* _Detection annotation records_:
=======

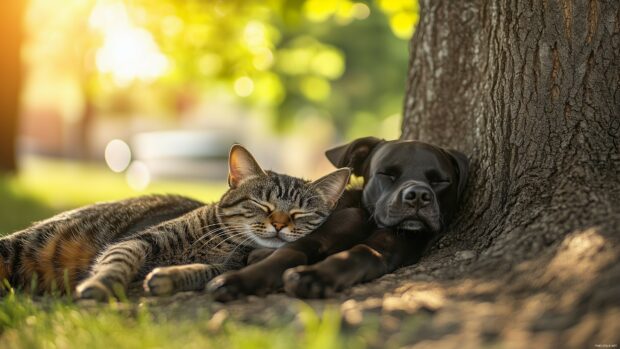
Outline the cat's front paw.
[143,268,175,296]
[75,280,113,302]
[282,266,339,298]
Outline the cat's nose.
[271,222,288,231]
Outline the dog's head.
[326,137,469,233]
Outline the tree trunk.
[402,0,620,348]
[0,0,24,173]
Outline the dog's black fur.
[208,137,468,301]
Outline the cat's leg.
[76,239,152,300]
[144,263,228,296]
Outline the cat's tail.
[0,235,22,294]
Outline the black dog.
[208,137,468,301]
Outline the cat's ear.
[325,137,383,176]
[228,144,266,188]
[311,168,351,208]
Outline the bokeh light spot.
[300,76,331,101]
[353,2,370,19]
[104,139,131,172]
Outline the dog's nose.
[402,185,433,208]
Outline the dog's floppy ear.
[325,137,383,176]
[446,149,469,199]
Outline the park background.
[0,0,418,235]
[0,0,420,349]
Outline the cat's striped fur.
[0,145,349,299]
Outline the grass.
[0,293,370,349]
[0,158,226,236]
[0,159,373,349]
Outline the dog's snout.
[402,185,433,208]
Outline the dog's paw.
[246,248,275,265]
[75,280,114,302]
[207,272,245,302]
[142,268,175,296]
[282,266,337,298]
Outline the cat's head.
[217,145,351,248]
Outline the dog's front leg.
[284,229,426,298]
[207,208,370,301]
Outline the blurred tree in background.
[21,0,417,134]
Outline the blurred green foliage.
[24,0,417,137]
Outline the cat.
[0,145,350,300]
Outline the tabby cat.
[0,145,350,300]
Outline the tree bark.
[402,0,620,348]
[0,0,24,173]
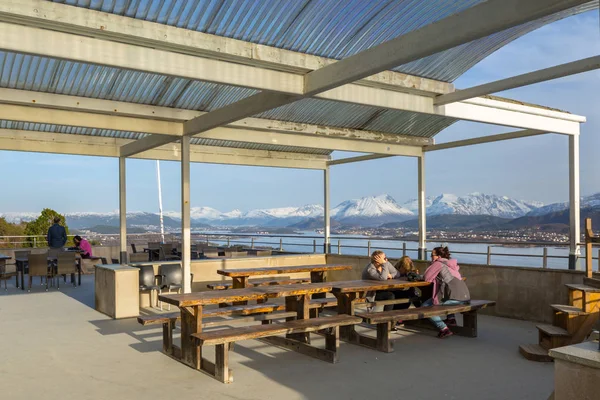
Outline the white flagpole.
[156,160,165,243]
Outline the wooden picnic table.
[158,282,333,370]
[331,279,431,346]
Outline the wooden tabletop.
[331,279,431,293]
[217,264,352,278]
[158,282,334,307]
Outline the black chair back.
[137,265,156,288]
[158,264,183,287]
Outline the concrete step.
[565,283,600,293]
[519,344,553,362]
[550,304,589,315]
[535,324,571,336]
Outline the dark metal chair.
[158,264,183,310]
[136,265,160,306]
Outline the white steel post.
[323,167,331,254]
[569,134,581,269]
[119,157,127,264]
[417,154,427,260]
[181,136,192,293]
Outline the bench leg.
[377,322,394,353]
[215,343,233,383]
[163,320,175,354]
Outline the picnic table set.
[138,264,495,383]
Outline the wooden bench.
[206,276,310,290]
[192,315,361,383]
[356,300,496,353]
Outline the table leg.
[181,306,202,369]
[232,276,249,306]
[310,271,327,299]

=======

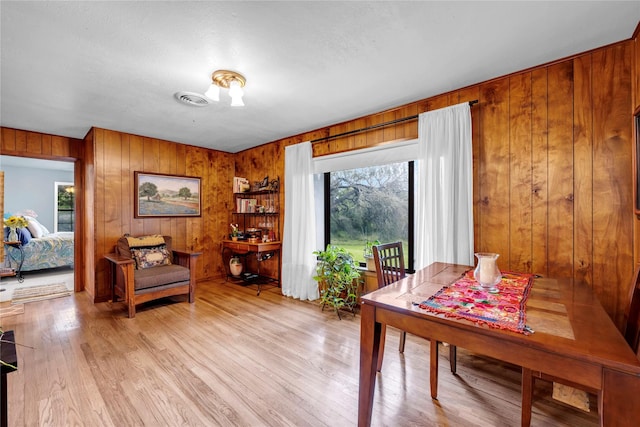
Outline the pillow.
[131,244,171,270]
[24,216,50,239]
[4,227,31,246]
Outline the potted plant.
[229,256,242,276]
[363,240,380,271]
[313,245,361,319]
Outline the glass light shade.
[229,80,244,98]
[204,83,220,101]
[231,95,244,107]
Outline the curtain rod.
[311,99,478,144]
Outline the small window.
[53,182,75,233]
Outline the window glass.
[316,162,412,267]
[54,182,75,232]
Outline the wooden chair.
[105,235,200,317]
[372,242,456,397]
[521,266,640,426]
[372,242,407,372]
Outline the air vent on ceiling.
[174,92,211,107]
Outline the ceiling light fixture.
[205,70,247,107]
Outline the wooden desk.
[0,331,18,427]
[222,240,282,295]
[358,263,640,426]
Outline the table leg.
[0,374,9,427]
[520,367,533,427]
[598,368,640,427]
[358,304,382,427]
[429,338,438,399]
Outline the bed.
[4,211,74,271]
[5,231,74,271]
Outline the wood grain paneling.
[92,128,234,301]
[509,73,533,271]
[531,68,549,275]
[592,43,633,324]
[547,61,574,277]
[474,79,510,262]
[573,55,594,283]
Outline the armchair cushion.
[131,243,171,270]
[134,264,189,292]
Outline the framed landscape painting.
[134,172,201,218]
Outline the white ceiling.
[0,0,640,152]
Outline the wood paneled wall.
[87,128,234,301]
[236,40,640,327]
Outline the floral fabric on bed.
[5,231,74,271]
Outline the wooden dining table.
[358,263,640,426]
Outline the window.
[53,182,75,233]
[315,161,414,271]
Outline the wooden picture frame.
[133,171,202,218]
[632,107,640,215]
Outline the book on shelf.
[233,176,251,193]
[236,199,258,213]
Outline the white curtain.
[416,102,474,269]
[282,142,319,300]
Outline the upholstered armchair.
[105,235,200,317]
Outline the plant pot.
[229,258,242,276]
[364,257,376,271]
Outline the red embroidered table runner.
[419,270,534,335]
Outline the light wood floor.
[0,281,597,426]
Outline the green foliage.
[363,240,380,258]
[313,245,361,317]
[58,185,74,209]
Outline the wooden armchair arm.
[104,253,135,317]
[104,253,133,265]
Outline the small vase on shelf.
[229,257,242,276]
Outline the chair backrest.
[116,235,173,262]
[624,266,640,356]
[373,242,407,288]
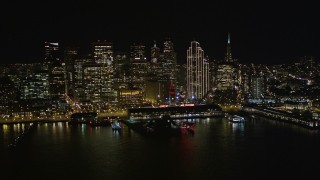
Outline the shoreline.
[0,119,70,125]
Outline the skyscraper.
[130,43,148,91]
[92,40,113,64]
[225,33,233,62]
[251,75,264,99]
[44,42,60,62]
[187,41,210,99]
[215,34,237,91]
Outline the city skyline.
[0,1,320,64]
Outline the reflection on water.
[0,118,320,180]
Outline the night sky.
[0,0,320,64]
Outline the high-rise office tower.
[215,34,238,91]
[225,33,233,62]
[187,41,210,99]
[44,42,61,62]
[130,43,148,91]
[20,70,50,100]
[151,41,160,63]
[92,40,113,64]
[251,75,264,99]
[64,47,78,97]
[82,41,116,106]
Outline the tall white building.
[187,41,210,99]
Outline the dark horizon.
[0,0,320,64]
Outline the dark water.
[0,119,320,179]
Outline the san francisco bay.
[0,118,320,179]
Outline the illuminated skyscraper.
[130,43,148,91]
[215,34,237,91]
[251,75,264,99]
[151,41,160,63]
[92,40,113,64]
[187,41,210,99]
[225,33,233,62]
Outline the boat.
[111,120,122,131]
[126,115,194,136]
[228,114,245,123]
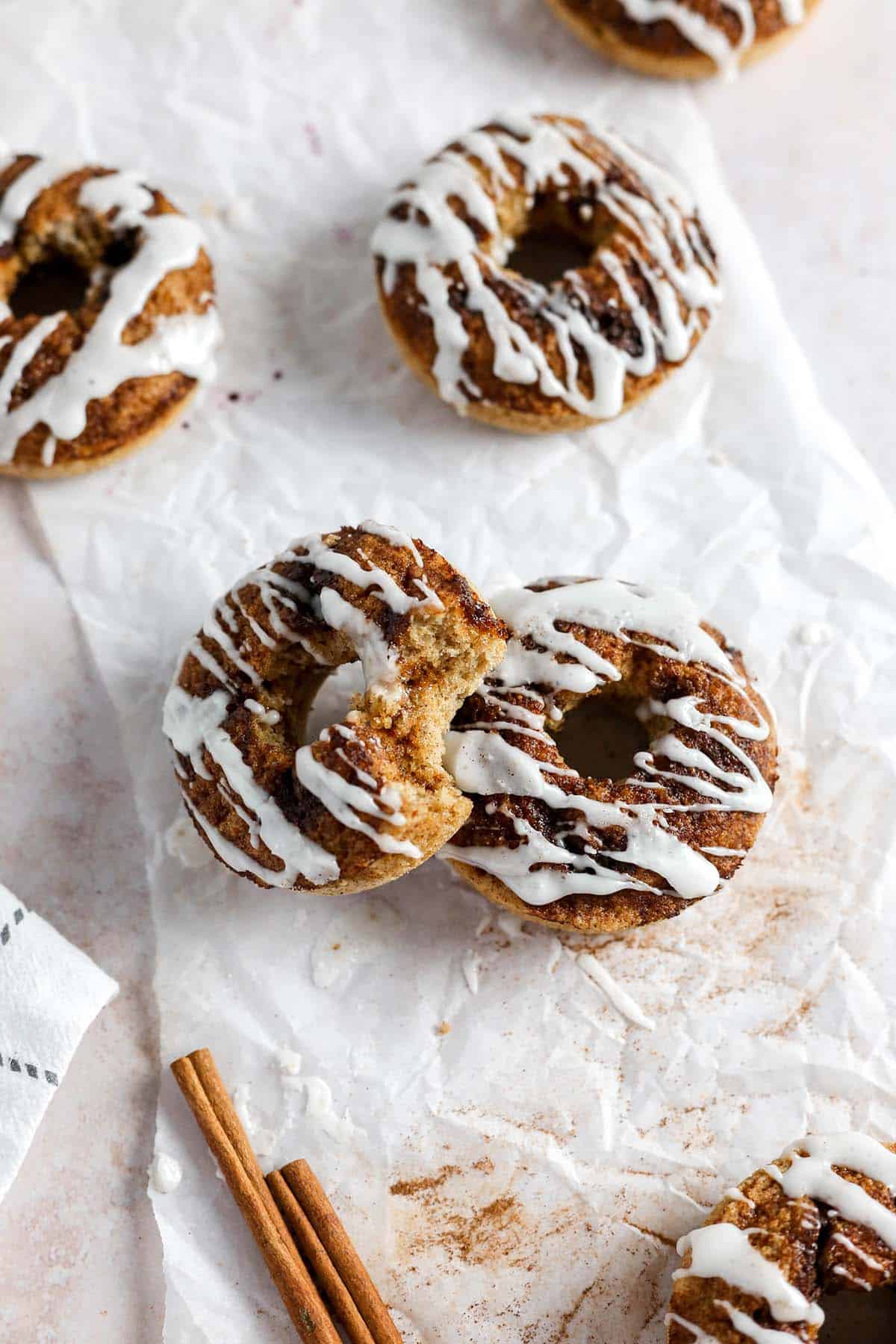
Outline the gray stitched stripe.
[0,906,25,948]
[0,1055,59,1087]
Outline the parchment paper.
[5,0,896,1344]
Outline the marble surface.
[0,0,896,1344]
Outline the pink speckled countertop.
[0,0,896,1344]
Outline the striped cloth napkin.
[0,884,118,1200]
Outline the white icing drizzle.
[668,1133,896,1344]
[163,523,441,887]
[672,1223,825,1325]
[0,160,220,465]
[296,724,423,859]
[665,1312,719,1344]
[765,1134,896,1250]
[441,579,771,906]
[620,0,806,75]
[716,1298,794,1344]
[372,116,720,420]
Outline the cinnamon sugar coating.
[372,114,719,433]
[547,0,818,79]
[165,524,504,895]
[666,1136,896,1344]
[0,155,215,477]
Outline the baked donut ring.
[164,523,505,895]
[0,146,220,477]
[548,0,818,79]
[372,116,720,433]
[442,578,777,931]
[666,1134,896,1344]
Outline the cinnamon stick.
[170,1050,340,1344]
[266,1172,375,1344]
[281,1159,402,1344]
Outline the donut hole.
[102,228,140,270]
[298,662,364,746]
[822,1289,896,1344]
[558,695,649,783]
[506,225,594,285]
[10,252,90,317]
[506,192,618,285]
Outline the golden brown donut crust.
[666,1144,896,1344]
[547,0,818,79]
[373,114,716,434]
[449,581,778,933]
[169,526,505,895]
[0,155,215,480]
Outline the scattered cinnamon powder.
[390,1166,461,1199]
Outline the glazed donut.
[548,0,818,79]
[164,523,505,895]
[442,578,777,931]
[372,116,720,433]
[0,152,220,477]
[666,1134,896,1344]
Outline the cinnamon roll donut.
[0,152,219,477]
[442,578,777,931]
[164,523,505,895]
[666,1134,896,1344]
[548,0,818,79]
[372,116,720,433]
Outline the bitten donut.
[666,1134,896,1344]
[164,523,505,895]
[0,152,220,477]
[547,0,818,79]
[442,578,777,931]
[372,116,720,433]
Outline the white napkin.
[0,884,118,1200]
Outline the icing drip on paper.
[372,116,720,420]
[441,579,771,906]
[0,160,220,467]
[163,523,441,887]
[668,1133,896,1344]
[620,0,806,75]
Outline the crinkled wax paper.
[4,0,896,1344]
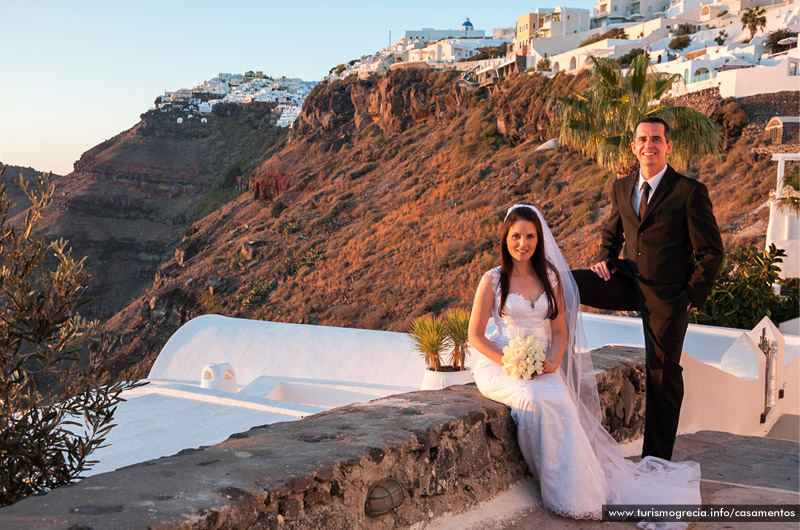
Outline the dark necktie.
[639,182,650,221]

=======

* _Stated exercise_:
Gather each line of the records that contains the word "window", copying every such line in full.

* _Completed task_:
Outline the small window.
Outline the window glass.
Outline the window.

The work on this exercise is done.